◆ INSTRUCTION: Find each line in the items below that contains the word "coordinates", and copy those lines out in full.

#### EXERCISE MATERIAL

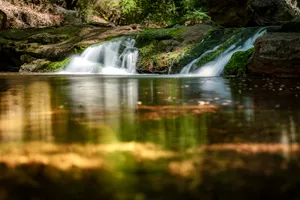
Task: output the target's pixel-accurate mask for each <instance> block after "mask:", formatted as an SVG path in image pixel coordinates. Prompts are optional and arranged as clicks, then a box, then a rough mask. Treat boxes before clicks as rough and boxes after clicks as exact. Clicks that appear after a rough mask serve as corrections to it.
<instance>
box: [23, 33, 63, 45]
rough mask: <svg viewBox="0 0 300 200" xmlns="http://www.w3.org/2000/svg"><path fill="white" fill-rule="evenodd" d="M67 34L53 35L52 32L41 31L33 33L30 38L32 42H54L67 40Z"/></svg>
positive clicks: (29, 39) (50, 42)
mask: <svg viewBox="0 0 300 200" xmlns="http://www.w3.org/2000/svg"><path fill="white" fill-rule="evenodd" d="M67 39H68V36H67V35H64V34H63V35H52V34H50V33H40V34H36V35H32V36H30V37H29V38H28V42H30V43H39V44H54V43H58V42H61V41H64V40H67Z"/></svg>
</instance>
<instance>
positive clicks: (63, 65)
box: [44, 57, 71, 72]
mask: <svg viewBox="0 0 300 200" xmlns="http://www.w3.org/2000/svg"><path fill="white" fill-rule="evenodd" d="M70 61H71V58H70V57H68V58H66V59H64V60H62V61H58V62H51V63H49V64H46V66H44V67H46V70H47V72H55V71H59V70H62V69H63V68H64V67H66V66H67V65H68V64H69V63H70Z"/></svg>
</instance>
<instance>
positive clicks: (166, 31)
mask: <svg viewBox="0 0 300 200" xmlns="http://www.w3.org/2000/svg"><path fill="white" fill-rule="evenodd" d="M185 30H186V28H185V27H181V28H168V29H147V30H145V31H143V32H142V33H140V34H138V35H137V37H136V40H137V46H138V47H139V46H140V45H144V44H145V43H149V42H151V41H153V40H169V39H179V40H181V38H180V35H181V33H183V32H184V31H185Z"/></svg>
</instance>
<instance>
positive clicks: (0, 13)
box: [0, 10, 7, 30]
mask: <svg viewBox="0 0 300 200" xmlns="http://www.w3.org/2000/svg"><path fill="white" fill-rule="evenodd" d="M6 22H7V16H6V14H5V12H3V11H2V10H0V30H5V29H6Z"/></svg>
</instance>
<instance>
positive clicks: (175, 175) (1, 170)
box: [0, 74, 300, 199]
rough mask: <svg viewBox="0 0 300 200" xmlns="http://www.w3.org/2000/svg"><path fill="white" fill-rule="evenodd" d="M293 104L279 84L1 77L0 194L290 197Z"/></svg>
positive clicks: (55, 196) (186, 81) (89, 196)
mask: <svg viewBox="0 0 300 200" xmlns="http://www.w3.org/2000/svg"><path fill="white" fill-rule="evenodd" d="M299 98H300V82H299V81H298V80H287V79H223V78H197V77H178V76H174V77H157V76H128V77H125V76H122V77H118V76H101V75H97V76H94V75H86V76H75V75H73V76H72V75H68V76H67V75H14V74H3V75H1V76H0V142H1V146H0V162H1V163H2V164H1V166H0V168H1V171H2V173H0V197H1V199H183V198H184V199H227V198H228V199H229V198H230V199H250V198H262V197H265V198H277V199H284V198H292V199H295V198H296V197H299V192H298V185H299V183H300V181H299V180H300V179H299V178H300V176H299V175H298V171H299V164H300V163H299V150H300V146H299V139H300V137H299V136H300V135H299V133H300V132H299V128H300V127H299V126H300V109H299V108H300V104H299V102H300V101H299ZM14 191H18V192H17V193H16V192H14Z"/></svg>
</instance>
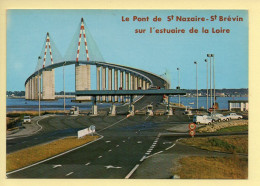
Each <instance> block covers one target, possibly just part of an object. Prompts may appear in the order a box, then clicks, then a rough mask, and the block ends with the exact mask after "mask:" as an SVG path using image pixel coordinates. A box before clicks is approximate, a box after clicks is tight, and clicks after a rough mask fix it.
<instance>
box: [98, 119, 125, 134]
mask: <svg viewBox="0 0 260 186" xmlns="http://www.w3.org/2000/svg"><path fill="white" fill-rule="evenodd" d="M125 119H127V117H125V118H123V119H121V120H119V121H118V122H115V123H114V124H112V125H110V126H107V127H105V128H103V129H101V130H99V131H98V132H101V131H103V130H106V129H108V128H110V127H112V126H114V125H116V124H118V123H120V122H121V121H123V120H125Z"/></svg>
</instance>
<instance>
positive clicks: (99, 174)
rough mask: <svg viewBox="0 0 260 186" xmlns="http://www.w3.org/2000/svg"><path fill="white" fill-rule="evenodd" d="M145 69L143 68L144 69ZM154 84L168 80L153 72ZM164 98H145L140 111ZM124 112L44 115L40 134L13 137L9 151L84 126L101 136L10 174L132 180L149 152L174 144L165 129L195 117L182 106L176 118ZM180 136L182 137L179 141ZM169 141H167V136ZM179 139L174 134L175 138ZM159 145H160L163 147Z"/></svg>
mask: <svg viewBox="0 0 260 186" xmlns="http://www.w3.org/2000/svg"><path fill="white" fill-rule="evenodd" d="M142 73H143V72H142ZM146 75H147V76H149V78H150V79H152V81H153V82H154V85H157V86H160V87H164V81H163V80H161V79H159V78H158V77H155V76H153V75H150V74H147V73H146ZM161 102H162V96H144V97H143V98H142V99H141V100H140V101H138V102H137V103H135V109H136V110H142V109H145V107H146V106H147V105H148V104H152V105H153V106H154V109H155V110H156V109H165V107H163V106H161V105H160V103H161ZM117 111H118V113H119V115H117V116H115V117H109V116H97V117H91V116H86V115H85V116H77V117H72V116H53V117H48V118H45V119H42V120H41V121H39V125H41V126H42V130H40V131H39V132H38V133H36V134H34V135H32V136H27V137H22V138H14V139H10V140H7V153H11V152H15V151H17V150H20V149H23V148H26V147H31V146H33V145H37V144H43V143H46V142H50V141H52V140H55V139H59V138H62V137H65V136H71V135H76V133H77V131H78V130H79V129H83V128H86V127H89V126H90V125H95V126H96V132H97V133H98V134H99V135H101V136H102V138H101V139H99V140H98V141H96V142H94V143H90V144H89V145H86V146H84V147H82V148H79V149H77V150H74V151H72V152H69V153H67V154H65V155H62V156H59V157H56V158H54V159H51V160H48V161H45V162H42V163H39V164H37V165H34V166H31V167H29V168H26V169H23V170H20V171H15V172H11V173H7V177H8V178H130V177H131V175H132V173H133V172H134V171H135V170H136V169H137V168H138V166H139V165H140V164H141V163H142V162H143V161H145V158H146V157H147V156H150V155H152V154H154V153H157V152H159V151H160V150H161V149H162V148H165V147H167V145H168V146H170V145H171V144H170V142H169V141H167V138H162V139H160V138H159V137H158V134H159V133H160V132H167V130H166V129H168V128H171V127H172V126H174V125H176V124H177V125H185V126H187V124H188V123H189V118H188V117H187V116H184V115H182V114H181V112H182V111H181V110H177V111H176V114H175V115H174V116H154V117H152V116H147V115H136V116H133V117H129V118H127V117H126V115H124V114H125V113H127V111H128V106H127V105H126V106H122V107H119V108H118V110H117ZM178 138H179V137H176V139H178ZM165 139H166V140H165ZM172 140H173V141H174V140H175V138H174V139H172V138H171V142H172ZM157 144H159V145H157Z"/></svg>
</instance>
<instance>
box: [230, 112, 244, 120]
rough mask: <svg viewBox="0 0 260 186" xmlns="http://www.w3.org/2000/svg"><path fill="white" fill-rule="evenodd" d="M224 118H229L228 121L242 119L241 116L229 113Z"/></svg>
mask: <svg viewBox="0 0 260 186" xmlns="http://www.w3.org/2000/svg"><path fill="white" fill-rule="evenodd" d="M226 117H227V118H229V119H242V118H243V116H241V115H238V114H236V113H230V114H229V115H227V116H226Z"/></svg>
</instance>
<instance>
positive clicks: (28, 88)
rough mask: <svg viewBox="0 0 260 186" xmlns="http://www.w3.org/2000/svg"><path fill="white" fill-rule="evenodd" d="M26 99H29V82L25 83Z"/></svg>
mask: <svg viewBox="0 0 260 186" xmlns="http://www.w3.org/2000/svg"><path fill="white" fill-rule="evenodd" d="M25 99H29V83H28V82H27V83H26V84H25Z"/></svg>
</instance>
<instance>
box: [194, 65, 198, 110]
mask: <svg viewBox="0 0 260 186" xmlns="http://www.w3.org/2000/svg"><path fill="white" fill-rule="evenodd" d="M194 64H195V65H196V89H197V109H199V98H198V63H197V62H196V61H195V62H194Z"/></svg>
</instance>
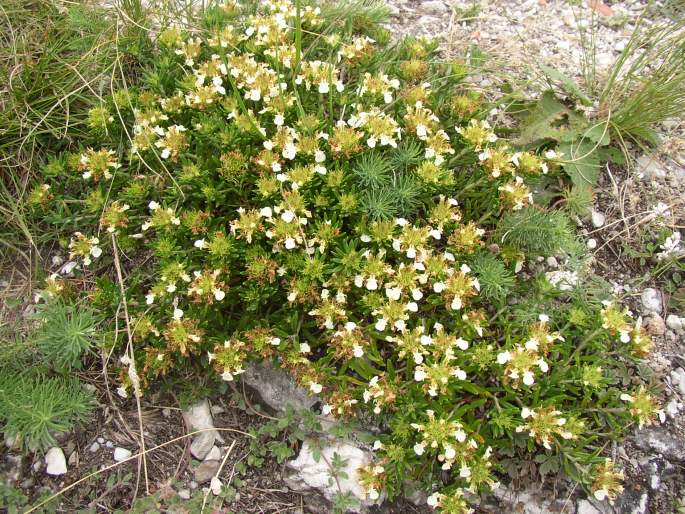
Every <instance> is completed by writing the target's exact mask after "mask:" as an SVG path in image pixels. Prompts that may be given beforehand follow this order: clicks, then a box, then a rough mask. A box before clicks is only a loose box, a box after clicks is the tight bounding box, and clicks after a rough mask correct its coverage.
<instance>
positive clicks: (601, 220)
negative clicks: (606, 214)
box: [592, 209, 607, 228]
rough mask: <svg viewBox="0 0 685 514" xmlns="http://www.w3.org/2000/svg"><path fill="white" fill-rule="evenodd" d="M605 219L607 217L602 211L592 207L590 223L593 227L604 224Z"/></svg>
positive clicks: (598, 225)
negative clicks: (591, 219) (592, 225)
mask: <svg viewBox="0 0 685 514" xmlns="http://www.w3.org/2000/svg"><path fill="white" fill-rule="evenodd" d="M606 219H607V218H606V216H605V215H604V214H603V213H601V212H599V211H596V210H594V209H592V224H593V225H594V226H595V227H597V228H599V227H602V226H604V223H605V222H606Z"/></svg>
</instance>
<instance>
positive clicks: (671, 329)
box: [666, 314, 685, 333]
mask: <svg viewBox="0 0 685 514" xmlns="http://www.w3.org/2000/svg"><path fill="white" fill-rule="evenodd" d="M666 326H667V327H668V328H670V329H671V330H673V331H674V332H677V333H680V332H682V331H683V329H685V318H679V317H678V316H676V315H675V314H669V315H668V316H666Z"/></svg>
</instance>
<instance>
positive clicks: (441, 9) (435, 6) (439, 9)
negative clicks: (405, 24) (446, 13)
mask: <svg viewBox="0 0 685 514" xmlns="http://www.w3.org/2000/svg"><path fill="white" fill-rule="evenodd" d="M421 8H422V9H425V10H426V11H434V12H446V11H447V6H446V5H445V4H444V3H443V2H441V1H440V0H428V1H426V2H421Z"/></svg>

########

◆ RESPONSE AREA:
Task: output the target's pixel-accurate mask for each <instance> block after "mask:", formatted as an SVG path in image pixel coordinates. Prompts are optional and arranged as clicks, then a box, then a rough mask. Treat boxes before clicks as rough and boxes after clicks as exact. Clicks that appear after a rough mask serve as corrections to it.
Each <instance> block covers one target, possibly just part of an object. Prompts may appear in the order a box, then clicks, then a rough mask, and the block ends with the exact mask after "mask:" as an SVG path using image pixel coordinates. A box before clicks is approximate, a box after clicks is tight, and clicks after a rough mask fix it.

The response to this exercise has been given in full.